━━ Excerpt provided ━━
Key Trends in the Lubricants Industry in 2024


Change is ahead for the global lubricants industry. For industry professionals across the value chain, preparing for these key trends will lead to the industry’s collective and continued success.

Are you ready for change? Because it’s coming to the global lubricants industry.

This may not sound surprising or new. Change has been a theme in our space for the past several years as we’ve grappled with the rippling effects of a pandemic, the ongoing need for higher levels of performance from our products and other factors.

But more is coming.

Population growth around the world, increasing urbanization and other broad demographic shifts will begin to fundamentally alter how we think of mobility. Connected, autonomous, shared and electric technologies—often referred to collectively as CASE technologies—and other breakthroughs may upend the concept of the personal automobile in the coming years. And perhaps most importantly, ongoing decarbonization and sustainability efforts grow apace and will have widespread new implications for lubricants in every application.

While additives and lubricant businesses have certainly contributed to sustainability in many ways, industry stakeholders should expect new challenges and opportunities in the years ahead.

For example, European legislation requires that the fleet-average CO2 emissions of new vehicles (both light-duty and heavy-duty) registered in 2025 be 15% lower than the levels in 2021. To meet these requirements, vehicle manufacturers are increasingly adopting lower-viscosity engine oils, with SAE 0W-20 engine oils now used as the factory fill option for many engines.

Furthermore, plans to introduce “in-service verification” rules are under development, aiming to ensure CO2 performance is maintained throughout vehicle lifetimes. Some original equipment manufacturers (OEMs) are therefore adopting stricter servicing, requiring the same engine oil specification and viscosity grade to be used for the entire life span of a vehicle.

Meanwhile, the United States Environmental Protection Agency (EPA) recently announced strict new emissions rules for 2027-2032 model year vehicles. This is one of the reasons why ILSAC GF-7—the successor to ILSAC GF-6, which just received first licensing in 2020—has been requested by the first quarter of 2025. The ILSAC GF-7 specification request encompasses crucial improvements across a wide range of performance characteristics, and the industry will focus intensely throughout 2024 on proving the technology related to this specification’s requested improvements, including the following:

  • Enhanced piston cleanliness

  • Improved fuel efficiency

  • Protection against low-speed pre-ignition (LSPI) in aged oil

  • Adaptations to accommodate the increased adoption of gasoline particulate filters (GPF)

  • Reduction in timing chain wear

  • Oil pumpability

  • Gelation performance

  • Material compatibility with new seal elastomer materials.

Elsewhere, governmental bodies are proposing the outright banning of the internal combustion engine (ICE). For example, a ban on ICE-powered cars is intended to be a major component of the European Union’s plan to achieve net-zero emissions by 2050, with the proposal of a total ban on the sale of new diesel and gasoline cars by 2035. In the United States, the California Air Resources Board (CARB) in 2023 finalized a rule to phase out the sale of new diesel- or gas-powered cars in the state by 2035. The rule will require 35% of new cars, SUVs and small trucks sold to be zero-emissions vehicles starting in 2026, increasing to 68% in 2030 and 100% in 2035. In 2022, zero-emissions vehicles made up about 16% of new cars sold in California. The rule also sets durability, warranty and other provisions on zero-emissions vehicles.
━━━
Answer these questions using the article on lubricants industry trends above, one answer per line:
1. Under European legislation, by what percentage must the fleet-average CO2 emissions of new vehicles registered in 2025 be lower than 2021 levels?
2. By when has ILSAC GF-7 been requested?
3. About what share of new cars sold in California in 2022 were zero-emissions vehicles?
━━ Data provided ━━
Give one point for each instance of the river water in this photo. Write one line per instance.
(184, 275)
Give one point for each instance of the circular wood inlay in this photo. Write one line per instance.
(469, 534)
━━━
Your solution -
1. 15%
2. By the first quarter of 2025
3. About 16%